* _WHAT IS ASKED_
Reproduce every one of the records below, line by line, with no changes.
# # #
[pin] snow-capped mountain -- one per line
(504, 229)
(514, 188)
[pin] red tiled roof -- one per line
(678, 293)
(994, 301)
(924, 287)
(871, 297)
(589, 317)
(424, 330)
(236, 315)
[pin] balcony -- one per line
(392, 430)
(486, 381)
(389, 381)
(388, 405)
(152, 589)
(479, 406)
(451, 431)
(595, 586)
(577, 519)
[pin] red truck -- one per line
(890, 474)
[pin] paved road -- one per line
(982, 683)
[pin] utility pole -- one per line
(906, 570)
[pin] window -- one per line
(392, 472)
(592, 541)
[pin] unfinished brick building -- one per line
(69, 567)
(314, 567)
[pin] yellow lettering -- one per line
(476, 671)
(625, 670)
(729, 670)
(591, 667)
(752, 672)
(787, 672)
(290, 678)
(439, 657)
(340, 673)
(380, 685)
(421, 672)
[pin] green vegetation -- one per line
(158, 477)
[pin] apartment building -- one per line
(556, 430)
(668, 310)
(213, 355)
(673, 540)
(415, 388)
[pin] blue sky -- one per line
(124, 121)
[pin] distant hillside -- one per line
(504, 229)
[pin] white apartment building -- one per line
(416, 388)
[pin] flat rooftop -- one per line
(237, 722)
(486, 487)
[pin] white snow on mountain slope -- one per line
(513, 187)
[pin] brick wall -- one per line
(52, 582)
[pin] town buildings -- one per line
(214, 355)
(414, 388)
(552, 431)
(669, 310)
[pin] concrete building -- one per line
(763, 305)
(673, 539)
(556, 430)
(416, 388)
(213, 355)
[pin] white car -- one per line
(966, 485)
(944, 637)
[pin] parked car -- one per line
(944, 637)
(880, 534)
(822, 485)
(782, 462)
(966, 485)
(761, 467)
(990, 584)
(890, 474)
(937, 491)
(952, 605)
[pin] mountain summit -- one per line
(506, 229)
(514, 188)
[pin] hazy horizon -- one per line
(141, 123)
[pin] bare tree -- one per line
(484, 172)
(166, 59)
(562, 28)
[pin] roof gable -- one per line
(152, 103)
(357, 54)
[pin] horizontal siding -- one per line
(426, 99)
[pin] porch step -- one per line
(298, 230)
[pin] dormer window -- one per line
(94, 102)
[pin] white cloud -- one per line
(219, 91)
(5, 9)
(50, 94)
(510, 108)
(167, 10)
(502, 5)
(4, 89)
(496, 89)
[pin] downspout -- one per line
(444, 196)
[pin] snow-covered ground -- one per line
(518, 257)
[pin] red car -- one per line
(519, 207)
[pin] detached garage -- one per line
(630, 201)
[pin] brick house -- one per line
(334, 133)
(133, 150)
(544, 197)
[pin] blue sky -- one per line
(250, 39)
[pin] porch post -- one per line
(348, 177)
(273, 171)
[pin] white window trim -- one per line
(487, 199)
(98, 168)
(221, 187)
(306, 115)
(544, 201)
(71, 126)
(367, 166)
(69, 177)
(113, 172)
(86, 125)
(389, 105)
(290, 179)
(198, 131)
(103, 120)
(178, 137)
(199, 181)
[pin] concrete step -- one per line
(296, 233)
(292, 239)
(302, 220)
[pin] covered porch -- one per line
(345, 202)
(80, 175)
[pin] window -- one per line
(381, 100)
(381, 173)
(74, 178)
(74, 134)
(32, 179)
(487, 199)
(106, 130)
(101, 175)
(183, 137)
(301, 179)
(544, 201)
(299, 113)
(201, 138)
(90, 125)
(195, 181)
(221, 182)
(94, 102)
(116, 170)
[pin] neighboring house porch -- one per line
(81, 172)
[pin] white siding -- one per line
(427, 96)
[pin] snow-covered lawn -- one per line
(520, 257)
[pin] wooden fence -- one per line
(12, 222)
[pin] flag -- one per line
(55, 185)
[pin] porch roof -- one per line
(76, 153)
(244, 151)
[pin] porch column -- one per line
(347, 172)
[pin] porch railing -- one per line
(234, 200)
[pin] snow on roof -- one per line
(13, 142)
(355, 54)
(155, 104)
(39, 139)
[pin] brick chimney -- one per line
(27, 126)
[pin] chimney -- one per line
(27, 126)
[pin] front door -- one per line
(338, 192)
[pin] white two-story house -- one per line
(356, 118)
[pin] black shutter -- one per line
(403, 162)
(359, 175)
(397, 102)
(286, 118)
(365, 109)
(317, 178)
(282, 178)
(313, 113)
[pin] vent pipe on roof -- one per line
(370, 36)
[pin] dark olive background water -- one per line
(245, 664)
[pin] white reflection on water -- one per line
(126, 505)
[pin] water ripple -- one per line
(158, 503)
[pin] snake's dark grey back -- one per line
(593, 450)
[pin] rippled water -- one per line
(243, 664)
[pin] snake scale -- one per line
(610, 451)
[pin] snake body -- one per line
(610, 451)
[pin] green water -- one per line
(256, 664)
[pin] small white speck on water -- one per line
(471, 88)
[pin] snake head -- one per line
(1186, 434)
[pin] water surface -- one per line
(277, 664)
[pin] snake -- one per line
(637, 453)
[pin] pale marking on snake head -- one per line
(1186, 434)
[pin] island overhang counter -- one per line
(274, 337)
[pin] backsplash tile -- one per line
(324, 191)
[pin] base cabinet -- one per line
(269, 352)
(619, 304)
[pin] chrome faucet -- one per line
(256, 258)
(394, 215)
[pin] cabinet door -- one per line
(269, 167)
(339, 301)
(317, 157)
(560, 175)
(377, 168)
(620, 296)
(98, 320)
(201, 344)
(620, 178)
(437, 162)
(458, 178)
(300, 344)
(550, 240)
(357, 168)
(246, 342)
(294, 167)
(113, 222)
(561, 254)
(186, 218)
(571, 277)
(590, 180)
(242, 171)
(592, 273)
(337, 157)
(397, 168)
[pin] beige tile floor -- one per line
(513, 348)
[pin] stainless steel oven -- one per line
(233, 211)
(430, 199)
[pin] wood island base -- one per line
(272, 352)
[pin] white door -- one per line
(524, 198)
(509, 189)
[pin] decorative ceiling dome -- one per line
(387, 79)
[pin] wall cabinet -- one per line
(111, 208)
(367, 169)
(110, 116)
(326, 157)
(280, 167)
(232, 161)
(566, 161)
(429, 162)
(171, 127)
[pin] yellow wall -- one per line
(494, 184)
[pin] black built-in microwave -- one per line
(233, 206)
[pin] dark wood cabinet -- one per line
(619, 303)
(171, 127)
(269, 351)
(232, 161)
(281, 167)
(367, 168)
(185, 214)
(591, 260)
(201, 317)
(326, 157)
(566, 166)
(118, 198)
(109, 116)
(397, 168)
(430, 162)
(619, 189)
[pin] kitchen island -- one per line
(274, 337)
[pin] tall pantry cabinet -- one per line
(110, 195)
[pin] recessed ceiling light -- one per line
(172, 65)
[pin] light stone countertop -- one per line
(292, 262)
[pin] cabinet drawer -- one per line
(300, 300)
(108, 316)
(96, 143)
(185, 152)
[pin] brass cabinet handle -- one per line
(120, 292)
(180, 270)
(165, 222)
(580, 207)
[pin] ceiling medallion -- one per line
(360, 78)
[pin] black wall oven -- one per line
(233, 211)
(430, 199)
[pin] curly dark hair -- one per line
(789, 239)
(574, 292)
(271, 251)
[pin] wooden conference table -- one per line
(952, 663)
# # #
* _TASK ANSWER_
[pin] snow-capped mountain -- one per line
(504, 229)
(514, 188)
[pin] red tiled roof -- one per line
(678, 293)
(994, 301)
(924, 287)
(871, 297)
(589, 317)
(424, 330)
(236, 315)
[pin] balcony -- one per line
(392, 430)
(486, 381)
(389, 381)
(388, 405)
(152, 589)
(479, 406)
(451, 431)
(595, 586)
(577, 519)
[pin] red truck -- one per line
(890, 474)
[pin] paved road -- one per line
(982, 683)
[pin] utility pole -- one per line
(906, 570)
[pin] window -- one per line
(392, 472)
(592, 541)
[pin] unfinished brick building -- one per line
(69, 567)
(314, 567)
[pin] yellow lettering -- one per line
(476, 671)
(625, 670)
(729, 670)
(591, 667)
(752, 672)
(787, 672)
(290, 678)
(439, 657)
(340, 673)
(380, 685)
(421, 672)
[pin] green vegetation -- one per line
(158, 477)
[pin] apartment building -- one per line
(556, 430)
(668, 310)
(213, 355)
(673, 540)
(415, 388)
[pin] blue sky -- one per line
(124, 121)
[pin] distant hillside -- one per line
(504, 229)
[pin] white apartment building -- one per line
(416, 388)
[pin] flat rooftop -- one per line
(237, 722)
(486, 487)
[pin] white snow on mountain slope -- one per line
(513, 187)
[pin] brick wall -- one per line
(52, 582)
[pin] town buildings -- one per line
(214, 355)
(414, 388)
(552, 431)
(669, 310)
[pin] concrete building -- one per line
(763, 305)
(673, 539)
(556, 430)
(416, 388)
(213, 355)
[pin] white car -- one per line
(966, 485)
(944, 637)
[pin] parked car -- one per line
(944, 637)
(880, 534)
(822, 485)
(782, 462)
(966, 485)
(761, 467)
(990, 584)
(890, 474)
(937, 491)
(952, 605)
[pin] mountain summit -- one per line
(506, 229)
(514, 188)
[pin] hazy horizon -- one per line
(141, 123)
[pin] bare tree -- one per line
(484, 172)
(166, 59)
(562, 28)
[pin] roof gable -- one per line
(152, 103)
(357, 54)
[pin] horizontal siding -- one per line
(426, 99)
[pin] porch step -- one per line
(298, 230)
[pin] dormer window -- one per line
(94, 102)
[pin] white cloud -- one per line
(219, 91)
(5, 9)
(50, 94)
(510, 108)
(167, 10)
(502, 5)
(4, 89)
(496, 89)
[pin] downspout -- one per line
(444, 196)
[pin] snow-covered ground -- one per line
(518, 257)
[pin] red car -- one per line
(519, 207)
[pin] detached garage -- one per line
(630, 201)
[pin] brick house -- one per line
(334, 133)
(133, 150)
(544, 197)
[pin] blue sky -- one per line
(250, 39)
[pin] porch post -- one per line
(348, 177)
(273, 171)
[pin] white window trim -- one per line
(487, 199)
(98, 168)
(221, 187)
(306, 115)
(544, 201)
(71, 126)
(367, 166)
(69, 177)
(113, 172)
(86, 125)
(389, 105)
(290, 179)
(198, 131)
(103, 120)
(178, 137)
(199, 181)
[pin] concrete step -- one per line
(296, 233)
(292, 239)
(302, 220)
[pin] covered porch -- one per line
(345, 202)
(80, 175)
[pin] window -- one per line
(381, 100)
(381, 173)
(74, 178)
(74, 134)
(32, 179)
(487, 199)
(106, 130)
(101, 175)
(183, 137)
(301, 179)
(544, 201)
(299, 113)
(201, 138)
(90, 125)
(195, 181)
(221, 182)
(94, 102)
(116, 170)
[pin] neighboring house porch -- one per line
(81, 172)
[pin] white siding -- one per line
(427, 96)
[pin] snow-covered lawn -- one per line
(520, 257)
[pin] wooden fence -- one per line
(12, 222)
[pin] flag -- one per line
(55, 185)
[pin] porch roof -- one per line
(76, 153)
(244, 151)
[pin] porch column -- one per line
(347, 172)
[pin] porch railing -- one per line
(234, 200)
[pin] snow on roof -- one per line
(13, 142)
(355, 54)
(155, 104)
(39, 139)
[pin] brick chimney -- one per line
(27, 126)
[pin] chimney -- one per line
(27, 126)
[pin] front door -- one per line
(338, 192)
[pin] white two-story house -- one per line
(356, 118)
[pin] black shutter -- one per line
(403, 162)
(359, 175)
(397, 102)
(286, 118)
(365, 109)
(317, 178)
(282, 178)
(313, 113)
[pin] vent pipe on roof -- one per line
(370, 36)
[pin] dark olive background water -- one per line
(245, 664)
[pin] white reflection on water -- one per line
(126, 505)
[pin] water ripple -- one per line
(158, 503)
[pin] snake's dark grey back -- one per line
(593, 450)
[pin] rippled water -- one per line
(243, 664)
[pin] snake scale -- one per line
(610, 451)
[pin] snake body -- one per line
(610, 451)
[pin] green water -- one per line
(256, 664)
[pin] small white speck on water -- one per line
(471, 88)
[pin] snake head -- one per line
(1186, 434)
[pin] water surface -- one per line
(277, 664)
[pin] snake -- one per line
(637, 453)
[pin] pale marking on snake head -- one per line
(1186, 434)
[pin] island overhang counter -- one per line
(274, 337)
[pin] backsplash tile -- one per line
(324, 191)
[pin] base cabinet -- one per line
(269, 352)
(619, 304)
[pin] chrome faucet -- one per line
(256, 258)
(394, 215)
[pin] cabinet door -- one per line
(269, 167)
(339, 301)
(317, 157)
(560, 175)
(377, 168)
(620, 296)
(98, 320)
(201, 344)
(620, 178)
(437, 162)
(458, 178)
(300, 344)
(550, 240)
(357, 168)
(246, 342)
(294, 167)
(113, 222)
(561, 254)
(186, 218)
(571, 277)
(590, 180)
(242, 171)
(592, 273)
(337, 157)
(397, 168)
[pin] beige tile floor -- one per line
(513, 348)
[pin] stainless steel oven -- one per line
(233, 211)
(430, 199)
[pin] wood island base -- one per line
(272, 352)
[pin] white door -- one per line
(524, 198)
(509, 189)
[pin] decorative ceiling dome -- one per line
(387, 79)
[pin] wall cabinet -- one per line
(111, 208)
(367, 169)
(110, 116)
(326, 157)
(280, 167)
(232, 161)
(566, 161)
(429, 162)
(171, 127)
[pin] yellow wall -- one per line
(494, 184)
[pin] black built-in microwave -- one per line
(233, 206)
[pin] dark wood cabinet -- one per line
(619, 303)
(171, 127)
(269, 351)
(232, 161)
(281, 167)
(367, 168)
(185, 214)
(591, 260)
(201, 317)
(326, 157)
(566, 166)
(118, 198)
(109, 116)
(397, 168)
(430, 162)
(619, 189)
[pin] kitchen island -- one per line
(274, 337)
[pin] tall pantry cabinet -- one per line
(110, 195)
[pin] recessed ceiling light -- one per line
(172, 65)
[pin] light stone countertop -- one per line
(292, 262)
[pin] cabinet drawer -- one per line
(300, 300)
(108, 316)
(96, 143)
(185, 152)
[pin] brass cabinet handle -- one per line
(120, 292)
(180, 270)
(165, 222)
(580, 207)
[pin] ceiling medallion -- one per line
(360, 78)
[pin] black wall oven -- one per line
(233, 211)
(430, 199)
[pin] curly dark hair -- one per line
(789, 239)
(574, 292)
(271, 251)
[pin] wooden conference table -- one per line
(952, 663)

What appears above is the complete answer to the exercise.